● Vorliegender Text
━━━

Verein zerfällt und wird neu aufgebaut
Es gibt mit Sicherheit noblere Ecken Wiens und gerade Meidling ist als Arbeiterbezirk in den 90er-Jahren ein Ort, an dem sich Menschen aus dem Ausland niederlassen. Ein Fußballverein wäre schon damals ein perfektes Integrationsvehikel gewesen, die Vereinsführung aber war anders. "Da waren lauter Rassisten am Werk", sagt Zeisel unmissverständlich.
Die Vision von ihm und Gregory war anders, er nennt es "Multikulti-Klub". Aber den Obmann, seine die Kantine betreibende Frau sowie deren sechs Kinder, die allesamt Trainer waren, hinauszubekommen, war Schwerstarbeit. Aber ohne diesen Einsatz wäre das Motto "Mit Herz und Leidenschaft" kaum umsetzbar.
"Von 2003 bis 2006 haben wir an der Übernahme von unserem Verein sowie einem umfassenden Marketingkonzept gearbeitet", erinnert er sich an diese anstrengende, intensive und da und dort kuriose Zeit zurück: "Als ich die Obmannwahl letztlich gewonnen hatte, hatte ich gleichzeitig Lokalverbot in unserer Kantine." Wichtig war es zudem, aus dem Unterhaus rauszukommen.
Ich habe nicht locker gelassen, meinen Vorschlag hat sich Polsters Berater aber nicht einmal angesehen.
Raus aus der Unterklasse
Die Viktoria kickte damals in der sechstklassigen Oberliga. Wer hoch hinaus will, muss groß denken. "In der Oberliga fragt man sich überhaupt, wieso man trainiert", sagt Zeisel heute. Er verpflichtete 2009 Franz Weber. Der war in den 80ern zweimal mit Rapid Meister geworden. Nachhaltig aufzusteigen, gelang weder ihm noch seinem Nachfolger.
Dieser fiel noch dazu durch einen eher schwierigen Umgang auf. Das passte nicht. Zeisel dachte sehr groß und somit an Toni Polster. Man trifft sich zum Essen, aber 6. Liga, das ist dem Toptorjäger zu wenig:
"Ich habe nicht locker gelassen, meinen Vorschlag hat sich Polsters Berater aber nicht einmal angesehen." Der Ex-Stürmer lässt sich breit schlagen und wird Berater, liegt dem Verein im Ohr, was nicht alles falsch läuft. "Irgendwann sag' ich ihm: Toni, dann mach's eben selber!"
Und so kam es auch. "Toni" übernimmt, Ex-Rapid II-Trainer Andreas Reisinger übernahm nach Polsters Admira-Abenteuer. Seit 2014 ist Polster nun zurück. Die Meidlinger sind seit 2019 fixer Bestandteil der Ostliga.

━━━

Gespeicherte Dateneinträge
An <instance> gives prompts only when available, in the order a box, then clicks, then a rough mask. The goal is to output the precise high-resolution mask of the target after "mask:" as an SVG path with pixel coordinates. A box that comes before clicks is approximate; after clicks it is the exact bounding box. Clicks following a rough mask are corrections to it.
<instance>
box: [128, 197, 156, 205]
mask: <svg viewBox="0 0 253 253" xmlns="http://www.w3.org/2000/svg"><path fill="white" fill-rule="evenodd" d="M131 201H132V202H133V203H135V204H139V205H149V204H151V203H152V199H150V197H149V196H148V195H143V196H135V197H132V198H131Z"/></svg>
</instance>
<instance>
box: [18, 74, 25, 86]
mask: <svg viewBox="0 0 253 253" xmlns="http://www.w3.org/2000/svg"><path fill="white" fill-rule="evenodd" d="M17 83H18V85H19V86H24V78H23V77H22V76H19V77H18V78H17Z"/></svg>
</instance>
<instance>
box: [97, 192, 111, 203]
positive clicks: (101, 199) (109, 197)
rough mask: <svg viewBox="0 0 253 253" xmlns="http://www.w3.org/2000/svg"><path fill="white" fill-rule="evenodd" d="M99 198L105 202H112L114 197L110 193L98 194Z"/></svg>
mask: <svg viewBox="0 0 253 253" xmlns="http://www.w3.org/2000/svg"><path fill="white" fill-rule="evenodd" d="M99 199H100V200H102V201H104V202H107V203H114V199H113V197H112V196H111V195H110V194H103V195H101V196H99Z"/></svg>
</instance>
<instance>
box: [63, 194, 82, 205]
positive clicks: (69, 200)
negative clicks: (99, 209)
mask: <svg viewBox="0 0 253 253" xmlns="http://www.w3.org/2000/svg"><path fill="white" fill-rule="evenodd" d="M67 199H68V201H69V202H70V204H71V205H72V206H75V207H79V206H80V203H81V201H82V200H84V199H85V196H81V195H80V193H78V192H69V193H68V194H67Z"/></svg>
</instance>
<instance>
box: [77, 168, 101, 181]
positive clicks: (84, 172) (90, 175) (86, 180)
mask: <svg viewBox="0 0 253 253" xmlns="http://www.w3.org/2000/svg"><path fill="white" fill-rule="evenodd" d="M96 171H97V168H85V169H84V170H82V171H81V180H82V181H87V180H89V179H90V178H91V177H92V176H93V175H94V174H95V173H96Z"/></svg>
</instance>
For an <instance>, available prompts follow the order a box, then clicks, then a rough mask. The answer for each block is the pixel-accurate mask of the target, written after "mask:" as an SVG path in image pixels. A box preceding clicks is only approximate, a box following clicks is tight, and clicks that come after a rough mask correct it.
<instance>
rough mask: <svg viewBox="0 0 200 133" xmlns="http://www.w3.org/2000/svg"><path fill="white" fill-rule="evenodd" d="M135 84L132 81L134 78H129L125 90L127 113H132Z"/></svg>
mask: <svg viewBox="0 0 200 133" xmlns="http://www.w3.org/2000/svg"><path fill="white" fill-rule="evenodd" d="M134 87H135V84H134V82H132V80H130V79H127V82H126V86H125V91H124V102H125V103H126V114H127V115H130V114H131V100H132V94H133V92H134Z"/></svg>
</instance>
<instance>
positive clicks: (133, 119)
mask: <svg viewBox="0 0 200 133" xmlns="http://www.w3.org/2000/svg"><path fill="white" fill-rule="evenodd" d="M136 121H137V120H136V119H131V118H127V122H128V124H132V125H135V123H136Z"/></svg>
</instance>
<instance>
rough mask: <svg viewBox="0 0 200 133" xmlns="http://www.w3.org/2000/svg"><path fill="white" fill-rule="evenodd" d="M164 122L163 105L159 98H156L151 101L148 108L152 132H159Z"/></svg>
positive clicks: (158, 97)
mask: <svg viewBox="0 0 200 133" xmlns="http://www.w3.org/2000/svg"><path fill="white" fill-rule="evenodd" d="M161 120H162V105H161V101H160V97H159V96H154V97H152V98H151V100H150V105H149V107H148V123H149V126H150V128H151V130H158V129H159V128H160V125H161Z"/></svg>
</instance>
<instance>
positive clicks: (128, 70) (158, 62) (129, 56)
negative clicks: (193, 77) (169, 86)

━━━

Prüfen Sie, ob die Aussagen (a) Franz Weber wurde in den 80er-Jahren zweimal mit Rapid Meister, (b) die Viktoria spielte damals in der fünftklassigen Oberliga und (c) die Meidlinger gehören seit 2014 fix der Ostliga an mit dem Text über den Meidlinger Fußballverein übereinstimmen. Antworten Sie jeweils mit Ja oder Nein und zitieren Sie die entscheidenden Worte wörtlich. Die Einträge haben mit dem Text nichts zu tun.

(a) Ja: „Der war in den 80ern zweimal mit Rapid Meister geworden.“
(b) Nein: „Die Viktoria kickte damals in der sechstklassigen Oberliga.“
(c) Nein: „Die Meidlinger sind seit 2019 fixer Bestandteil der Ostliga.“